▶ [GOAL OF THE EXERCISE]:
Every record should be written out again in full, with no character altered.

▶ [RECORDS FOR PROCESSING]:
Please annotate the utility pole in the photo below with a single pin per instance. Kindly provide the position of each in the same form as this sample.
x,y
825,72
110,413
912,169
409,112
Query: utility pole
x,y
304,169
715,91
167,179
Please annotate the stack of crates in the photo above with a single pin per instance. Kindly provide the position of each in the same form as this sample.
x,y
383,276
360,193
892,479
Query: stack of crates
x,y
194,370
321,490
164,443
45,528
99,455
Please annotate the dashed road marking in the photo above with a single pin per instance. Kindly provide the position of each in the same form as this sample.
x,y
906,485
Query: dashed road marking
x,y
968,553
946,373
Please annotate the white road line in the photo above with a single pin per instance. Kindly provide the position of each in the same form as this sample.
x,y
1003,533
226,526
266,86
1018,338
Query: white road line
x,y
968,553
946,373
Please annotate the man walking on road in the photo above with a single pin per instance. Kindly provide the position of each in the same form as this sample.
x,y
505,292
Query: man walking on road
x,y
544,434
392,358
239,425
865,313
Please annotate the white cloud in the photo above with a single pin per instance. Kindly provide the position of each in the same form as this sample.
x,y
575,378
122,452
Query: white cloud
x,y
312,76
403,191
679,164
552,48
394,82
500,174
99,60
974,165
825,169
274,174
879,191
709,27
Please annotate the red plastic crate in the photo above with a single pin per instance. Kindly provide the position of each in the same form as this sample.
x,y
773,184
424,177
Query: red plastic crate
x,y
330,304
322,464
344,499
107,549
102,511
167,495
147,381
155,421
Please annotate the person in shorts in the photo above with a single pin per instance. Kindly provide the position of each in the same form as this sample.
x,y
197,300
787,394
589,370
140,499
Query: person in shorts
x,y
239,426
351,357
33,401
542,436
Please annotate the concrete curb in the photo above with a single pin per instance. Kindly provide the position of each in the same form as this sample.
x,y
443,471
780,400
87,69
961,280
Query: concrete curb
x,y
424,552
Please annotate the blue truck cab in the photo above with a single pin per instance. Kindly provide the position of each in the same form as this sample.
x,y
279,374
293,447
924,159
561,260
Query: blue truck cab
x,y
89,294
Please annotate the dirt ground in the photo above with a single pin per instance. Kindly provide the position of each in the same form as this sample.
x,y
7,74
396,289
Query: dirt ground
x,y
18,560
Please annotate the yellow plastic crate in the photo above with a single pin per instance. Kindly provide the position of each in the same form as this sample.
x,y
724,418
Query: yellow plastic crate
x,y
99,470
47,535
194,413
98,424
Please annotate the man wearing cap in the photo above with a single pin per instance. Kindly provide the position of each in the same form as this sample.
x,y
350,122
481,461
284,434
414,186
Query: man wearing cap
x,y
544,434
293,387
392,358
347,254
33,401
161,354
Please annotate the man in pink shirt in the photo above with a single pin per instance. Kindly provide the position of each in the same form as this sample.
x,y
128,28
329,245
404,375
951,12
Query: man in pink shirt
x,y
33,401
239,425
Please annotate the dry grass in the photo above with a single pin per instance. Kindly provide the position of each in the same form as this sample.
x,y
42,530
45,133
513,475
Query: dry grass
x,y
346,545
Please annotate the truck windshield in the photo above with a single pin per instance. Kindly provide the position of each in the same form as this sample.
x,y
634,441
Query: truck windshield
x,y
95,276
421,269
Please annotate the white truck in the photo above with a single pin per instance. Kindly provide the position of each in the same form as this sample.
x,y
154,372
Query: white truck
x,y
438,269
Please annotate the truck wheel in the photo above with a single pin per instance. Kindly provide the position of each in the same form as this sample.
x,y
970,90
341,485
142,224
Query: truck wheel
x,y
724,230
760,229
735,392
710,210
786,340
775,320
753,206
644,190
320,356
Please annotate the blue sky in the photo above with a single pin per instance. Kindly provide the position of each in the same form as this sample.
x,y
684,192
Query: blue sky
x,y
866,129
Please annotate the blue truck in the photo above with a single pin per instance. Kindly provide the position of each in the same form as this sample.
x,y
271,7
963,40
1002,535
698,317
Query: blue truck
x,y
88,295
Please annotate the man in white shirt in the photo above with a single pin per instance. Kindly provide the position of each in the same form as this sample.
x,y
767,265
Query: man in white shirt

▶ [OUTPUT FOR THIS EXERCISE]:
Please annotate the utility pole in the photo below with a single pin per instance. Kindly provide the position of each in the same form as this sample.
x,y
825,72
110,413
912,169
409,112
Query: utility pole
x,y
304,169
715,91
167,179
Please annotate the stack of crates in the photo above with a single pin per instance. Kindly provide the position of each in the same form as this sample.
x,y
383,276
360,193
892,479
Query: stack of crates
x,y
194,370
321,490
164,443
45,528
99,455
Please annotate the dashed road marking in the photo above with a single pin per instance. Kindly provide the position of each in the same form as this sample.
x,y
906,485
Query: dashed road marking
x,y
968,553
946,373
Please annotate the white road line in the photo above with a single pin per instance. Kindly provide the position of each in the same form as this sample.
x,y
1003,533
226,526
266,86
1018,338
Query: white road line
x,y
968,553
946,373
Please annotate the man walking on road in the photo above with a single pin per instance. Kindly provide the position of each in the same form as this sample.
x,y
505,292
Query: man walking on road
x,y
544,434
392,358
239,425
865,313
Please annotate the white cloud in the photo above with a single pin per instance. Kindly provide the position of each in the same form as this sample.
x,y
575,378
122,452
Query: white cloud
x,y
312,76
403,191
679,164
552,48
394,82
500,174
99,60
974,165
825,169
274,174
879,191
709,27
Please annotate the red plastic crate in the photo above with a single pin per instance. Kindly provide the position of each in the same form as this sample.
x,y
773,184
424,177
Query: red plastic crate
x,y
330,304
322,464
344,499
107,549
102,511
167,495
147,381
155,421
Please annotate the person in shorts in the photo above with a single pin per instance. Kindly provide the position of each in the same form as this sample.
x,y
197,300
787,394
589,370
140,499
Query: person in shorts
x,y
239,426
351,357
33,401
542,436
Please annotate the concrete curb in the photo above with a single pin per instance. Kindly provide the position of each in the same form as this sample.
x,y
443,471
780,400
87,69
961,280
Query: concrete curb
x,y
424,552
Please annotate the blue truck cab in the photo above with a single pin per instance. Kindly provide the position of each in the same form as this sample.
x,y
279,374
293,447
924,159
561,260
Query: blue truck cab
x,y
89,294
Please annotate the dirt ground in the photo above with a single pin per instance. Kindly provide the position of each in the same form as this sample.
x,y
7,74
396,289
Query: dirt ground
x,y
18,560
Please annotate the yellow plastic crate in the photo above with a single pin per instance. Kindly provide the position of each in the same form as this sample.
x,y
724,418
Query: yellow plastic crate
x,y
99,470
47,535
194,413
98,424
Please annotate the man wearing cap in the photo above with a single pin per instance. Kindly provide the position of each in the same form as this sample.
x,y
350,122
481,461
284,434
414,186
Query: man wearing cap
x,y
544,434
293,387
392,358
347,254
33,401
161,354
Please annotate the man in pink shirt in the photo above with a single pin per instance. Kindly provide the position of each in the same form as this sample.
x,y
128,28
329,245
404,375
951,12
Query: man in pink shirt
x,y
33,401
239,425
Please annotate the dry grass in the photo above with a single pin per instance. Kindly provide the position of each in the same form as this sample.
x,y
42,530
45,133
513,475
Query: dry grass
x,y
346,545
Please annotate the truck windshield in the photo above with a single pin per instance. Kindly provide the position of each in the same form as this sample.
x,y
634,441
Query: truck windshield
x,y
95,276
421,269
Please annotate the white truck in the photo above with a single pin per instance. Kindly provide the position of each in the same form as this sample.
x,y
154,372
Query: white truck
x,y
438,269
Please annotate the truck wheel in the photo above with a single pin per instance. Kindly provide the position of each in the same form as this sample.
x,y
970,90
341,485
142,224
Query: truck wheel
x,y
724,230
760,229
735,392
710,210
786,340
775,320
753,206
644,190
320,356
Please annotate the blue sky in the photo above with a single pin per instance. Kindly provide the position of each in the same form as this sample.
x,y
684,192
Query: blue sky
x,y
866,129
Please annotate the blue truck in the photo above with a single pin per instance. Kindly provide the position of each in the same form as this sample.
x,y
271,7
963,40
1002,535
698,317
Query: blue truck
x,y
88,295
Please annotate the man in white shirt in the photo above with a single pin per instance. Kindly provide the position of each in the same form as this sample.
x,y
767,265
Query: man in white shirt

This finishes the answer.